[DOCUMENT EXTRACT]
═══
So what is Hamas going to do after it had formed the government, which, according to Mr Zahar, might take several months?

“Mr. Zahar contends that the Palestinian economy could be sustained by trade and investment with other Arab nations. He said development projects since the 1993 Oslo peace deal had only benefited Israel, while accepting Western aid "with any strings attached" would only harm Palestinian interests.”

Well, goodness me, could the man be a secret free-trader? Of course, it is a little difficult to work out what Palestine will trade at this point but I am sure Mr Zahar has thought of an answer to that. He is simply not telling.

There is also the problem that the nearest two countries, Egypt and Jordan are among those putting pressure on the organization to abandon its terroristic practices, not least because they are a little worried that those practices might spread to their own countries. (Mind you, historical experience tells one that the Palestinians are better off annoying the Israelis than the Jordanians.)

Other Arab countries do not seem to be rushing in with offers but something might come from Syria, though, again, historical experience tells one that Syrian help always comes with strings attached very firmly to it.

Could Hamas have already received money from Iran? Or at least secure promise of funds? It is possible, but as we have written before, there is a limit to what Iran can afford. Apart from anything else, that nuclear programme will be expensive. Buying arms from the Russians and the Chinese is expensive. Keeping Hizbollah going is expensive. (Incidentally, I have seen no reports of demonstrations against the Danish cartoons in Teheran or any other Iranian city. I wonder why not.)

Another possibility was aired by yet another spokesman for Hamas, Abu Kuhri. (I would dearly love to know what position in the organization all these spokesmen occupy.)
═══
Source data
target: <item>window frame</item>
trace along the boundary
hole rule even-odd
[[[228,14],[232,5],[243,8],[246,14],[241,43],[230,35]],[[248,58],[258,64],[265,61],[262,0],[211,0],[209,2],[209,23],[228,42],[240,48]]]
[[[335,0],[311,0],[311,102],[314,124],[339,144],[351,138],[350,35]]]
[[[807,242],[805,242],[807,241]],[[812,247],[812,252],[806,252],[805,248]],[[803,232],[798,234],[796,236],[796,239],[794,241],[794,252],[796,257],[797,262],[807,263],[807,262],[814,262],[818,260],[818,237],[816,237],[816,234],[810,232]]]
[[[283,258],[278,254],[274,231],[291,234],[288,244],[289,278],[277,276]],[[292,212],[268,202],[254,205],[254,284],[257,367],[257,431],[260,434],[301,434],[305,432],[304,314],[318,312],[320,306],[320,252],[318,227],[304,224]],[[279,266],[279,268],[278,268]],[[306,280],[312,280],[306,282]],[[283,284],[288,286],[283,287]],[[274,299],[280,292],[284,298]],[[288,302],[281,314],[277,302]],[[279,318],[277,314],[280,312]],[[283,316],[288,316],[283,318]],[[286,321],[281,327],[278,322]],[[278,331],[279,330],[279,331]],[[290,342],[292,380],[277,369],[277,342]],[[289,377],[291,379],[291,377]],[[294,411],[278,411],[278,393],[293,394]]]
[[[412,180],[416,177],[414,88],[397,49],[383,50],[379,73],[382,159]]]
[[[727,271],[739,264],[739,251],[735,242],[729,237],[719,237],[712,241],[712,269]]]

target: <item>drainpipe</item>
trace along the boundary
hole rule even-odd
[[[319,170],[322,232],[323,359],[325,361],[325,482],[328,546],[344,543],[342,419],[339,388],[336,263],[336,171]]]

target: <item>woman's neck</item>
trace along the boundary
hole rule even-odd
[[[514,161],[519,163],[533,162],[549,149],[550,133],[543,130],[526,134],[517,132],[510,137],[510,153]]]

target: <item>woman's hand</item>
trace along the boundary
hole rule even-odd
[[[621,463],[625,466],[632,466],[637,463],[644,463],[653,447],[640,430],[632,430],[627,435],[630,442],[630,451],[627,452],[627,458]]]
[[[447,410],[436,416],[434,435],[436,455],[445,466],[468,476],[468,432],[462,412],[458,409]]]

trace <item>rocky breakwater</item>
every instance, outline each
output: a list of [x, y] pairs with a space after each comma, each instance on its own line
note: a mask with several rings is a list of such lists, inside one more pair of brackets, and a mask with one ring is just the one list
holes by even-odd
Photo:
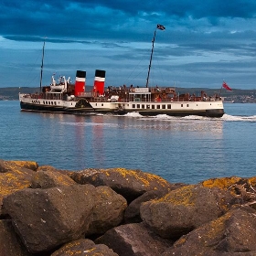
[[0, 255], [256, 255], [255, 187], [0, 160]]

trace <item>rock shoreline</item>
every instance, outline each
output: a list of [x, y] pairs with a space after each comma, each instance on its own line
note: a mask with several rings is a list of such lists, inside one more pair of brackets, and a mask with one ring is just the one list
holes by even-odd
[[1, 256], [256, 255], [256, 177], [0, 160], [0, 185]]

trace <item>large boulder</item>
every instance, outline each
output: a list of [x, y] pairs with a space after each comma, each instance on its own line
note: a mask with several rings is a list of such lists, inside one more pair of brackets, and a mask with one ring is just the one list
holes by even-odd
[[141, 204], [144, 202], [147, 202], [155, 198], [160, 198], [166, 192], [163, 192], [161, 190], [150, 190], [145, 192], [141, 197], [134, 199], [133, 202], [129, 204], [124, 213], [124, 222], [125, 223], [139, 223], [142, 222], [141, 215], [140, 215], [140, 208]]
[[91, 185], [27, 188], [4, 198], [5, 210], [28, 251], [49, 251], [81, 238], [92, 219]]
[[128, 202], [150, 190], [167, 192], [172, 188], [169, 182], [156, 175], [124, 168], [86, 169], [73, 172], [70, 176], [79, 184], [108, 186], [124, 197]]
[[[185, 184], [174, 184], [171, 186], [171, 190], [182, 187], [186, 186]], [[167, 194], [166, 190], [150, 190], [134, 199], [131, 202], [124, 213], [124, 222], [125, 223], [138, 223], [142, 221], [140, 215], [141, 204], [153, 199], [160, 198], [164, 195]]]
[[118, 256], [112, 249], [104, 244], [95, 244], [90, 240], [78, 240], [63, 245], [51, 256]]
[[31, 256], [15, 232], [11, 220], [0, 220], [0, 255]]
[[0, 215], [5, 214], [2, 209], [3, 198], [17, 190], [29, 187], [37, 162], [0, 160]]
[[38, 164], [35, 161], [5, 161], [0, 159], [0, 173], [5, 173], [18, 168], [37, 171], [38, 168]]
[[122, 256], [155, 256], [172, 246], [171, 240], [154, 233], [144, 223], [121, 225], [95, 240], [106, 244]]
[[93, 217], [85, 235], [103, 234], [123, 221], [127, 202], [106, 186], [97, 187], [93, 197]]
[[32, 188], [49, 188], [77, 184], [69, 176], [56, 171], [37, 171], [31, 180]]
[[255, 213], [251, 208], [231, 209], [181, 237], [163, 256], [256, 255]]
[[140, 213], [157, 234], [177, 239], [223, 215], [235, 201], [229, 191], [190, 185], [143, 203]]

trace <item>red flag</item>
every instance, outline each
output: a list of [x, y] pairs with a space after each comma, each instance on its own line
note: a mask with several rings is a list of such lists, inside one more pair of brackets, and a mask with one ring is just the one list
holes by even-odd
[[226, 83], [226, 81], [223, 81], [222, 86], [223, 86], [227, 91], [232, 91], [232, 89]]

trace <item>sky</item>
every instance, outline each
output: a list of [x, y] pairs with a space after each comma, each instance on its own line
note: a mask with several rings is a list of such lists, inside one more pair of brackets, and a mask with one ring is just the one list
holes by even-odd
[[[165, 26], [165, 30], [156, 25]], [[1, 0], [0, 87], [106, 70], [106, 86], [256, 89], [255, 0]]]

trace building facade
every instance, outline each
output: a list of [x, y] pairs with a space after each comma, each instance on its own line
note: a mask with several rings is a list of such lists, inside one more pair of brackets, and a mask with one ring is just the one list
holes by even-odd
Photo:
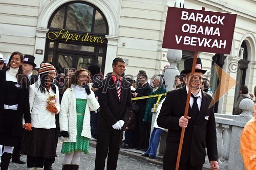
[[[126, 74], [135, 76], [144, 70], [152, 77], [161, 74], [168, 63], [167, 49], [162, 48], [162, 43], [168, 6], [174, 6], [175, 2], [0, 0], [0, 53], [6, 58], [19, 51], [34, 55], [37, 65], [46, 60], [61, 69], [98, 65], [105, 75], [112, 71], [113, 60], [120, 57], [126, 61]], [[252, 93], [256, 85], [256, 2], [185, 0], [184, 3], [186, 8], [205, 7], [207, 11], [238, 15], [230, 54], [198, 55], [208, 71], [207, 75], [211, 75], [208, 79], [214, 92], [219, 84], [214, 63], [238, 81], [216, 107], [216, 112], [232, 114], [240, 85], [246, 85]], [[193, 55], [182, 52], [179, 70], [184, 60]]]

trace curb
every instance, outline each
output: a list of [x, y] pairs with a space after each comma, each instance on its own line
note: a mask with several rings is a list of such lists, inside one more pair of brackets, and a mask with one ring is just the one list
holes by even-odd
[[[95, 141], [90, 140], [89, 142], [89, 145], [90, 147], [96, 148], [97, 145], [97, 142]], [[130, 156], [131, 157], [137, 159], [139, 159], [142, 161], [145, 161], [150, 163], [154, 163], [157, 165], [159, 165], [161, 166], [163, 165], [163, 161], [162, 161], [162, 159], [161, 158], [158, 158], [158, 159], [149, 158], [148, 157], [141, 156], [141, 154], [140, 153], [136, 153], [133, 152], [132, 151], [128, 151], [127, 150], [124, 150], [122, 149], [121, 149], [119, 151], [119, 154], [123, 155]]]

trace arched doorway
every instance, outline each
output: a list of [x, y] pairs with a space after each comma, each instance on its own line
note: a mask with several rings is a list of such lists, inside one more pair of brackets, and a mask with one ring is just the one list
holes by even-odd
[[103, 13], [84, 2], [60, 6], [48, 22], [44, 60], [59, 69], [97, 65], [104, 70], [109, 27]]

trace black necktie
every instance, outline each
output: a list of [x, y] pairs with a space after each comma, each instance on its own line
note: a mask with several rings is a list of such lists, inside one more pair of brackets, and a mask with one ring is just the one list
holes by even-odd
[[194, 103], [191, 108], [191, 117], [194, 122], [195, 122], [197, 119], [197, 115], [199, 112], [198, 105], [197, 103], [197, 98], [194, 96], [193, 94], [191, 93], [191, 96], [194, 98]]
[[116, 91], [117, 92], [117, 95], [118, 95], [118, 99], [119, 102], [121, 101], [121, 85], [120, 84], [120, 80], [117, 79], [116, 82]]

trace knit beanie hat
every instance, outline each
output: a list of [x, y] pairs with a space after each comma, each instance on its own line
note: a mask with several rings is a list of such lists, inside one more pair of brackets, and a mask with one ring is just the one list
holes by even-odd
[[49, 71], [55, 71], [56, 69], [51, 64], [46, 63], [44, 64], [39, 69], [39, 74], [47, 72]]

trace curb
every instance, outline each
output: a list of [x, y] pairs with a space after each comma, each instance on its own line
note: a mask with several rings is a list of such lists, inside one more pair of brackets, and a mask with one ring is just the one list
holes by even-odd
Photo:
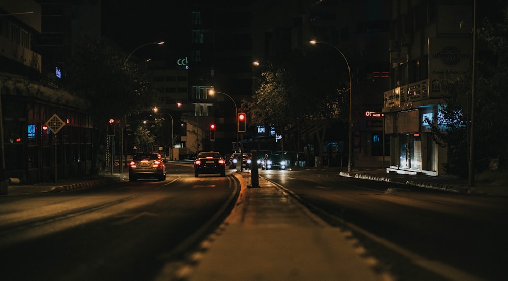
═══
[EXERCISE INSTRUCTIONS]
1/ For each statement, say whether it agrees with the commentary on Hamas, and quote the words from the text that decide it. (a) Mr Zahar said development projects since the 1993 Oslo peace deal had benefited only Israel. (b) Egypt and Jordan are described as offering Hamas financial support. (c) The writer has seen reports of demonstrations in Teheran against the Danish cartoons.
2/ Resume the commentary on Hamas, starting after its final sentence.

[ANSWERS BY TASK]
1/
(a) Yes: "development projects since the 1993 Oslo peace deal had only benefited Israel"
(b) No: "the nearest two countries, Egypt and Jordan are among those putting pressure on the organization to abandon its terroristic practices"
(c) No: "I have seen no reports of demonstrations against the Danish cartoons in Teheran or any other Iranian city."

2/
“Emissaries from the group, which recently won control of the Palestinian parliament, plan to visit Argentina, Brazil, Bolivia and Venezuela, according to Abu Kuhri, a Hamas spokesman.

Mr. Kuhri was quoted Thursday in the Brazilian newspaper, O Estado de Sao Paulo, as saying the head of Hamas' parliamentary faction, Ismail Haniyeh, might head the delegation. He said the mission's purpose was to change the view that Hamas is a terrorist group "and to demonstrate that the problem is the Israeli occupation."”

While the first summit of Arab and South American leaders last May had issued a declaration, as all these summits do, which “called on Israel to withdraw from occupied territories and criticized U.S. sanctions on Syria, saying they violated international law”, it is not at all clear that anything will come from that.

For one thing, most of those countries are having economic problems of their own. Not even Hugo Chavez of Venezuela has yet made a statement in support of Hamas or offered them any free oil.

Brazil, having hosted the summit, has now sided with the United States and others in trying to put pressure on Hamas. Foreign Minister Celso Amorim said:

“Brazil is ready to cooperate with any Palestinian government which seeks, among other things, the formation and consolidation of an economically viable Palestinian state, which at the same time wants to contribute to peace and recognizes the existence of Israel.”

There are significant Arab communities in South America (10 million in Brazil alone) but these have not been making any demands on Hamas’s behalf so far (or demonstrated about those cartoons). There have been accusations of money laundering for terrorist groups and denials of same by the local communities.

So it may be back to the World Bank after all that brave talk. Its President, Paul Wolfowitz, said in an interview that his organization should go on distributing funds in the territory no matter what. Then again, those funds have to come from somewhere.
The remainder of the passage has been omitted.